*Prompt 1*:
Answer these questions about the Django thread, one per line:
(a) Which Django version is goodness's old app?
(b) On which site does megamark16 use django-evolution?
(c) What kind of fields does megamark16 name as one of the hitches?

*Page excerpt*:
— Begin —

Sure. You can even extend the `json` module to serialize custom data types not
defined in the JSON spec.

------
goodness
Man, a lot of those sound familiar. A lot of hard-coded path problems are
especially annoying since the official Django documentation often tells you to
do it that way.

On a semi-related topic - I have an old 0.96 Django app that was using an old
database migration framework that isn't supported in the newer versions of
Django. For that framework I wrote the Django migrations in manually generated
SQL. Anyone know how I could update to django-evolution or South with this
hand coded SQL and still preserve my existing data?

The documentation for django-evolution says:

> Django Evolution imposes one important restriction on your development
> process: If you intend to make a change to your database, you __must __do it
> through Django Evolution. If you modify the database outside of Django and
> the Django Evolution framework, you're on your own.

Which makes me think I can't use that.

------
megamark16
I love django-evolution, I'm using it on AppRabbit.com to regenerate dynamic
models and it's been a lifesaver. The only hitches I've found (granted the
relationships between my models are fairly restrictive) are related to adding
null=False fields and such. But really, it handles most things seamlessly.

------
teye
Great tips. When I was starting, some of these didn't occur to me and the
others I knew I should be doing but didn't know how.

------
hswolff
Thank you for this. I am starting and hopefully this'll give me a solid
foundation.

— End —

*Prompt 2*: Give the part of the listing that begins at the line containing "Target = white window frame" and ends after the line containing "43), (296, 123)]". Replace "single-line" with "one-line" and leave everything else unchanged.

*Given records*:
— Begin —

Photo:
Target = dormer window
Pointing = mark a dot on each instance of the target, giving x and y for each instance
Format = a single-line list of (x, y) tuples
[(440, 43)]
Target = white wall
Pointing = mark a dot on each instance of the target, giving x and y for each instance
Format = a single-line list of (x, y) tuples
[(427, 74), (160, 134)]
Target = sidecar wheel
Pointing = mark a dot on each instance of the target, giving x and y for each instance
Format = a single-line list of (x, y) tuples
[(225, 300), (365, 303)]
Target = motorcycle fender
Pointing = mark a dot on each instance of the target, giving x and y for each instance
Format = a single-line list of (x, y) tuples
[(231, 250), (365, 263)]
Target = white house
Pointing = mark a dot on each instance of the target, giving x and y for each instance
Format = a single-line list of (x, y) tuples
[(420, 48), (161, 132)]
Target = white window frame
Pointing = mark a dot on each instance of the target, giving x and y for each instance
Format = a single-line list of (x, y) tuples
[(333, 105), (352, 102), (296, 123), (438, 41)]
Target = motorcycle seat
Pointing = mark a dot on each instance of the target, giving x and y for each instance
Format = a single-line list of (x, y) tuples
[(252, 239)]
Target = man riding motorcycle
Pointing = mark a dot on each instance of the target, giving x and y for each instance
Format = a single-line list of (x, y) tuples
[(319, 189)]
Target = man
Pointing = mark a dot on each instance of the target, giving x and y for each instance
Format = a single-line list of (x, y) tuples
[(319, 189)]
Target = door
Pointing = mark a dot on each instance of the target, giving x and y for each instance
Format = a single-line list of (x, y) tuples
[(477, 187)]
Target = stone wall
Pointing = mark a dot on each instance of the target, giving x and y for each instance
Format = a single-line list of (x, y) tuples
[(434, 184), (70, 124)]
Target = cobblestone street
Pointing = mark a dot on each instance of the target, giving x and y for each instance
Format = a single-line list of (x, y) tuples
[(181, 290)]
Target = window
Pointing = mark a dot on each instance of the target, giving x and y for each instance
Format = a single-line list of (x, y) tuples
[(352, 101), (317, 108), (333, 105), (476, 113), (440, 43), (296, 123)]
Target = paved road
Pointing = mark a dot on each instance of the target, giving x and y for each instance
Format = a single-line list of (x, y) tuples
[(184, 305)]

— End —

*Written answer 1*:
(a) 0.96
(b) AppRabbit.com
(c) null=False fields

*Written answer 2*:
Target = white window frame
Pointing = mark a dot on each instance of the target, giving x and y for each instance
Format = a one-line list of (x, y) tuples
[(333, 105), (352, 102), (296, 123), (438, 41)]
Target = motorcycle seat
Pointing = mark a dot on each instance of the target, giving x and y for each instance
Format = a one-line list of (x, y) tuples
[(252, 239)]
Target = man riding motorcycle
Pointing = mark a dot on each instance of the target, giving x and y for each instance
Format = a one-line list of (x, y) tuples
[(319, 189)]
Target = man
Pointing = mark a dot on each instance of the target, giving x and y for each instance
Format = a one-line list of (x, y) tuples
[(319, 189)]
Target = door
Pointing = mark a dot on each instance of the target, giving x and y for each instance
Format = a one-line list of (x, y) tuples
[(477, 187)]
Target = stone wall
Pointing = mark a dot on each instance of the target, giving x and y for each instance
Format = a one-line list of (x, y) tuples
[(434, 184), (70, 124)]
Target = cobblestone street
Pointing = mark a dot on each instance of the target, giving x and y for each instance
Format = a one-line list of (x, y) tuples
[(181, 290)]
Target = window
Pointing = mark a dot on each instance of the target, giving x and y for each instance
Format = a one-line list of (x, y) tuples
[(352, 101), (317, 108), (333, 105), (476, 113), (440, 43), (296, 123)]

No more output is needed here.